#### [Data excerpts]
=== Begin Enclosure ===
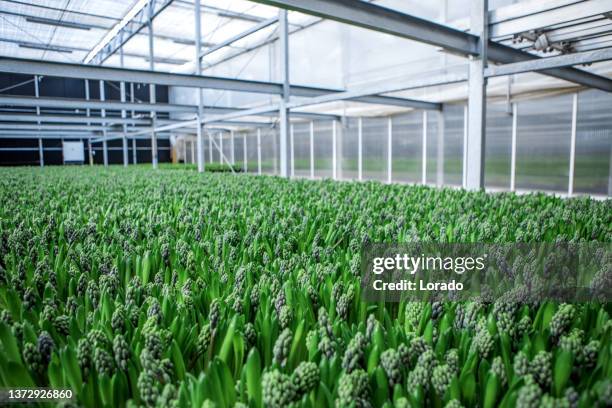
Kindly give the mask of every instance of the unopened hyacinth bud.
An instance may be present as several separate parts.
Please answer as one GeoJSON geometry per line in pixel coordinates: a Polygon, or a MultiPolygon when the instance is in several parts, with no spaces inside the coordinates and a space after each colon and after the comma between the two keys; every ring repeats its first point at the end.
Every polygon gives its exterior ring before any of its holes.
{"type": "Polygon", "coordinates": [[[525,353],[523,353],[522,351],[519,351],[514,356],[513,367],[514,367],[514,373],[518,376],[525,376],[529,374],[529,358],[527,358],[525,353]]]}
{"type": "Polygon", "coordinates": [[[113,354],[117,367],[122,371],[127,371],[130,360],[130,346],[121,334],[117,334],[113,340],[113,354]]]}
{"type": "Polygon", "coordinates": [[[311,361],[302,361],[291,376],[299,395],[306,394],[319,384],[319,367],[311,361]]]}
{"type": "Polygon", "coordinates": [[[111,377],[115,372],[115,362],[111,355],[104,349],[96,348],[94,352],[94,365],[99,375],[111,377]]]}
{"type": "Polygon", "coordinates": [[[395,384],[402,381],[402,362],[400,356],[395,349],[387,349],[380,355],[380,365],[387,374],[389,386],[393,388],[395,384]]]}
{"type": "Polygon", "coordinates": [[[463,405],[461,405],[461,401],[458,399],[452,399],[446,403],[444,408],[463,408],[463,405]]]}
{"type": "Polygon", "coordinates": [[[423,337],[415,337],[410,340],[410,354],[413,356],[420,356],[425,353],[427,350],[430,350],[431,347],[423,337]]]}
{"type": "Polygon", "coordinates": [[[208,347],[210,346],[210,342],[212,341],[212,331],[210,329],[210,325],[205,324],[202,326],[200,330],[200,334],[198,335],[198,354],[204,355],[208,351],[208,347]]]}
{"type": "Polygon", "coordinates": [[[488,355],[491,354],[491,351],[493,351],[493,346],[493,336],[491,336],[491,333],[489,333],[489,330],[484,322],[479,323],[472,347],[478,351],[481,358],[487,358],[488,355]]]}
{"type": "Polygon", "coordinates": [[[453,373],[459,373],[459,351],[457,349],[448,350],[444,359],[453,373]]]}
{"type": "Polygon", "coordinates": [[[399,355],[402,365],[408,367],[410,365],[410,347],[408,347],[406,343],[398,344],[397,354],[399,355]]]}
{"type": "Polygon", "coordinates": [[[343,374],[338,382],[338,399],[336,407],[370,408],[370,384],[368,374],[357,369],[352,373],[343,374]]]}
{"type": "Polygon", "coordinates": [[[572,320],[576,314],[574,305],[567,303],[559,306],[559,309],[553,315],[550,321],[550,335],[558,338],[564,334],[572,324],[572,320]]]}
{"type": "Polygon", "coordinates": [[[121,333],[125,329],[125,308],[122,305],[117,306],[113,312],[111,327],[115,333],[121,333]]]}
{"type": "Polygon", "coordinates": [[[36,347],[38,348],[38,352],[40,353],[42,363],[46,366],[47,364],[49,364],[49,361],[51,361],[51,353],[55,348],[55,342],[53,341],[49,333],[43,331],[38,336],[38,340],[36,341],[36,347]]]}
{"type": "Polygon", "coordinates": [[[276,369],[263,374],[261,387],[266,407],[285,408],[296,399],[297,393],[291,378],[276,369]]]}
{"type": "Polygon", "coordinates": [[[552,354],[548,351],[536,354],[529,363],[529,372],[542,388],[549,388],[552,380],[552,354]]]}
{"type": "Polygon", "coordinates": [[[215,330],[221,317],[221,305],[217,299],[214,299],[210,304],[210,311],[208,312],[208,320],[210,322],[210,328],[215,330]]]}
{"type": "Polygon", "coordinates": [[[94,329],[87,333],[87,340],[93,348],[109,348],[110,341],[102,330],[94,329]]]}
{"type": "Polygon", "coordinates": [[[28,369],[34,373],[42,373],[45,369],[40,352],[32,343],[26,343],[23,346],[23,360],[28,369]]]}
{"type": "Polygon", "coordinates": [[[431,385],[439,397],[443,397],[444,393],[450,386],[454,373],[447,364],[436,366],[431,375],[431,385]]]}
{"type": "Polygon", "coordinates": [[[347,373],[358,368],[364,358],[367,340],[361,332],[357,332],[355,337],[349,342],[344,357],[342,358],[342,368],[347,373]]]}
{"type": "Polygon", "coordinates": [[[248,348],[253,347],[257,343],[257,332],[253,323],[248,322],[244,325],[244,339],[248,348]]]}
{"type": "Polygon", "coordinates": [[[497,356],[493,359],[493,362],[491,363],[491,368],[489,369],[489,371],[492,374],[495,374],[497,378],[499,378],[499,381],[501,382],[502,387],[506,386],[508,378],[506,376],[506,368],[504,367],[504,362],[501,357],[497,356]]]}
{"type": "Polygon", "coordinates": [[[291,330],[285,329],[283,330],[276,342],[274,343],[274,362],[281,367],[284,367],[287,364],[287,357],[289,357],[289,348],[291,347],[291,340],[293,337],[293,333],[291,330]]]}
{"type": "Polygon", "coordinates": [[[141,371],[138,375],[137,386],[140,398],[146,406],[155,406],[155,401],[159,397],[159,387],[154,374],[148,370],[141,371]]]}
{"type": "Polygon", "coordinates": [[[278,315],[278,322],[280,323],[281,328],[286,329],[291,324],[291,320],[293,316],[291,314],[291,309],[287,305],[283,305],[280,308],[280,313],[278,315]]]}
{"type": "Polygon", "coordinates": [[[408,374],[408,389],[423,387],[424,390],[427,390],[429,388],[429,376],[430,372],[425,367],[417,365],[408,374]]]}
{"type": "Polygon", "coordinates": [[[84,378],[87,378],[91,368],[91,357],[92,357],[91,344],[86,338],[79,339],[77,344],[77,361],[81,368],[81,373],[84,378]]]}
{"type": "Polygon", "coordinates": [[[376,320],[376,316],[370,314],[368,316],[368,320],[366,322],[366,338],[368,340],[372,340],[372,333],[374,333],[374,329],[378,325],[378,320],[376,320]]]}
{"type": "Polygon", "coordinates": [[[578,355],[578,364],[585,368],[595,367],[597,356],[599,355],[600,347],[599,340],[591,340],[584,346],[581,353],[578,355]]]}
=== End Enclosure ===
#### [What to work on]
Give again exactly the lines running from the beginning of the material above through the line that contains "An instance may", and leave out every picture.

#### [Response to the task]
Kindly give the mask of every instance of the unopened hyacinth bud.
An instance may be present as several separate parts.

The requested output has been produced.